[Passage]

Young Egyptian man imprisoned for protesting torture released after 2 years

Human rights advocates say that the pre-trial detention of Mahmoud Hussein after being arrested while wearing an anti-torture T-shirt highlights deep flaws in Egypt’s criminal justice system.

Mahmoud Hussein, right, is reunited with his brother Tarek after being imprisoned in Egypt for two years. (Photo: Amnesty International via Tarek Hussein)
Mahmoud Hussein, right, is reunited with his brother Tarek after being imprisoned in Egypt for two years. (Photo: Amnesty International via Tarek Hussein)

A young man who had been behind bars for more than two years for challenging government-sanctioned torture in Egypt was released on bail early Friday morning.

Mahmoud Hussein, now 20, was arrested at the age of 18 in 2014 after being stopped at a checkpoint on his way home from a peaceful protest commemorating the third anniversary of the 2011 Egyptian Revolution, which ousted longtime President Hosni Mubarak. At the time, Hussein was wearing a T-shirt with the slogan “Nation Without Torture” and a protest scarf.

Egyptian authorities held Hussein, who lives in the northeast Cairo neighborhood of El-Marg, in pre-trial detention on suspicion of belonging to a terrorist group and attending an unauthorized protest, among other charges.

Human rights advocates have been campaigning for Hussein’s release, saying that he was tortured into confessing to trumped-up charges.

Nadine Haddad, the Egypt campaigner at Amnesty International, and Wade H. McMullen Jr., a staff attorney for the Robert F. Kennedy Center for Justice and Human Rights, who were heavily involved in campaigning for Hussein’s release, spoke to Yahoo News Friday about their argument that his incarceration is symptomatic of Egypt’s deeply flawed justice system.

“The fact that the authorities arrested him in the first place, tortured him, tried to get him to falsely confess to these crimes and kept him in detention for so long despite growing public pressure to release him,” McMullen said in an interview, “just shows the lengths to which the Egyptian government is willing to go to silence any form of dissent, whether it be a journalist or a young activist.”

Haddad said pretrial detention in Egypt is supposed be used only in exceptional circumstances but that the government resorts to this extreme measure over and over again in its broad crackdown on dissidents of any sort.

“There are at least 700 people being held in just two cases on pretrial detention,” Haddad said in an interview with Yahoo News. “We obviously decided to work on the case because it was such a clear-cut case of injustice. It highlighted the flaws in the criminal justice system in Egypt.”

[/Passage]

◆ What you need to do:
1 – Write out the part of the article about Mahmoud Hussein that opens with the words containing "A young man" and closes with "early Friday morning.".
2 – In the article about Mahmoud Hussein, what slogan was on the T-shirt he wore when he was arrested?
3 – Continue the article about Mahmoud Hussein's release from jail, starting right after its last sentence.
The lines after this point are separate material and are not part of the article about Mahmoud Hussein.

[Data section]

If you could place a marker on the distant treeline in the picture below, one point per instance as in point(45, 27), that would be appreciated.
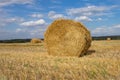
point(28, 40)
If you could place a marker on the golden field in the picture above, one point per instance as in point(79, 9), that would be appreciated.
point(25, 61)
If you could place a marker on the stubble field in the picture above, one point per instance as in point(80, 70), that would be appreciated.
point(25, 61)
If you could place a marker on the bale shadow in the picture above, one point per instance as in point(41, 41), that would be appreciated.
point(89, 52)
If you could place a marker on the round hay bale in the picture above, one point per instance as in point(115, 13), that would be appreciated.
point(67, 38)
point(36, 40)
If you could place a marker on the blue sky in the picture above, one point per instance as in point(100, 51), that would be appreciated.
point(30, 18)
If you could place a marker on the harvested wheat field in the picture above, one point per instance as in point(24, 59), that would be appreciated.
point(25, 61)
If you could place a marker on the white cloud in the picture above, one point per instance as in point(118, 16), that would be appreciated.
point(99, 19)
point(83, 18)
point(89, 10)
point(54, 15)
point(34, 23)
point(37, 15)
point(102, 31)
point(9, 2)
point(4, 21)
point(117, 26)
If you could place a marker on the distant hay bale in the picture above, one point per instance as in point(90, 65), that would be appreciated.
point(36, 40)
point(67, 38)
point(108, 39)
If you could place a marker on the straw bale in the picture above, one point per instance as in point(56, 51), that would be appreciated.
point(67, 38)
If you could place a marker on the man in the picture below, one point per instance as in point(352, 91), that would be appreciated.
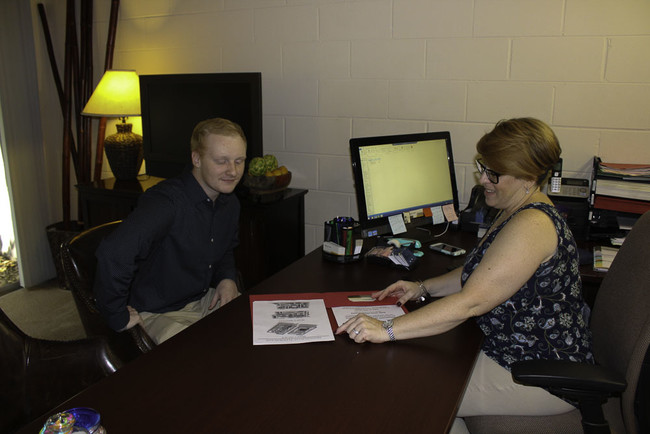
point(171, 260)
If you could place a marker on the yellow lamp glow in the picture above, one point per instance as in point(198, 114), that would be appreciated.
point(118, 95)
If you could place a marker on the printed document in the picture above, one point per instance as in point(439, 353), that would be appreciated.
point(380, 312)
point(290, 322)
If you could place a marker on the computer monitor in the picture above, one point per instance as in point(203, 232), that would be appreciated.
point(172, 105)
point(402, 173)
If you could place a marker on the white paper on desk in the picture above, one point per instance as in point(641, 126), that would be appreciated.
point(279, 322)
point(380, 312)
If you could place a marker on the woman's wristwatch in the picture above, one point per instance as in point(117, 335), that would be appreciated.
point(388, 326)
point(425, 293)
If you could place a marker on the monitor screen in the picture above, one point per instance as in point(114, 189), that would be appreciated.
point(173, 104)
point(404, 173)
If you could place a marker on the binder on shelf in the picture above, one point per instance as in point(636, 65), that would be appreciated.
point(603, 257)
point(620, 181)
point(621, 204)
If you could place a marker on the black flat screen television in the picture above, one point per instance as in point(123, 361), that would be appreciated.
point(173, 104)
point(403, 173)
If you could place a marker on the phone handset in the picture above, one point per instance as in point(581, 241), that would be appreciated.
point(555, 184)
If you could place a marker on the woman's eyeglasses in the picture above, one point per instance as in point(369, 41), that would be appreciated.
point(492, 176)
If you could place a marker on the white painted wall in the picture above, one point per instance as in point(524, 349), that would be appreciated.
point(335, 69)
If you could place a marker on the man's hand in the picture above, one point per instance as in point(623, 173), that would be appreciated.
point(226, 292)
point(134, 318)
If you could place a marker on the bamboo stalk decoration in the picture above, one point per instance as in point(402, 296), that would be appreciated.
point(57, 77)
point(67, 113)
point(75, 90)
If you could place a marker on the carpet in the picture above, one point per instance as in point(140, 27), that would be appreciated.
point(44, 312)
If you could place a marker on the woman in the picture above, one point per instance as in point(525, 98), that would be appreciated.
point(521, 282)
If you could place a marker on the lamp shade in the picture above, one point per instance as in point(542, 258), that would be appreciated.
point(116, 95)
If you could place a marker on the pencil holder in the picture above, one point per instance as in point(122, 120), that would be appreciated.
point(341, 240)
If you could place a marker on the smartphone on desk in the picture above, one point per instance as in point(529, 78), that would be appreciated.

[/Data section]

◆ Expected outputs:
1 –
A young man who had been behind bars for more than two years for challenging government-sanctioned torture in Egypt was released on bail early Friday morning.

2 – "Nation Without Torture"

3 –
Amnesty International collected nearly 145,000 signatures calling for his release from all over the world and delivered them to Egyptian authorities last November.

Mahmoud Hussein, now 20, was arrested while attending a peaceful protest in 2014. (Photo: Robert F. Kennedy Center for Justice and Human Rights via Tarek Hussein)
Mahmoud Hussein, now 20, was arrested while attending a peaceful protest in 2014. (Photo: Robert F. Kennedy Center for Justice and Human Rights via Tarek Hussein)

That same month, RFK Center filed a case before the United Nations Working Group on Arbitrary Detention in an attempt to secure his release. The organization said Hussein was beaten for at least four hours and given electric shocks to the back, hands and testicles. Under duress, the group continued, he was forced to confess to belonging to a terrorist group, possessing Molotov cocktails and hand grenades and protesting without permission.

Both organizations have been active in raising the profile of Hussein’s case as a violation of international law and putting public and diplomatic pressure on the Egyptians. Mahmoud’s brother Tarek has also been heavily involved in the campaign for his release.

“Finally that tireless campaign paid off when on Tuesday he had a court session, which happen every 45 days to decide whether to release Mahmoud or to renew his detention,” Haddad said. “On this particular session, quite unexpectedly actually, the judge ordered his release.”

The public prosecutor appealed that decision the following day but on Thursday the court finalized Thursday his release on bail. He was finally reunited with his family at 1 a.m. Friday in Cairo.

“His freedom has been way overdue,” Haddad said. “And he should just now be able to get on with his life as a 20-year-old young man.”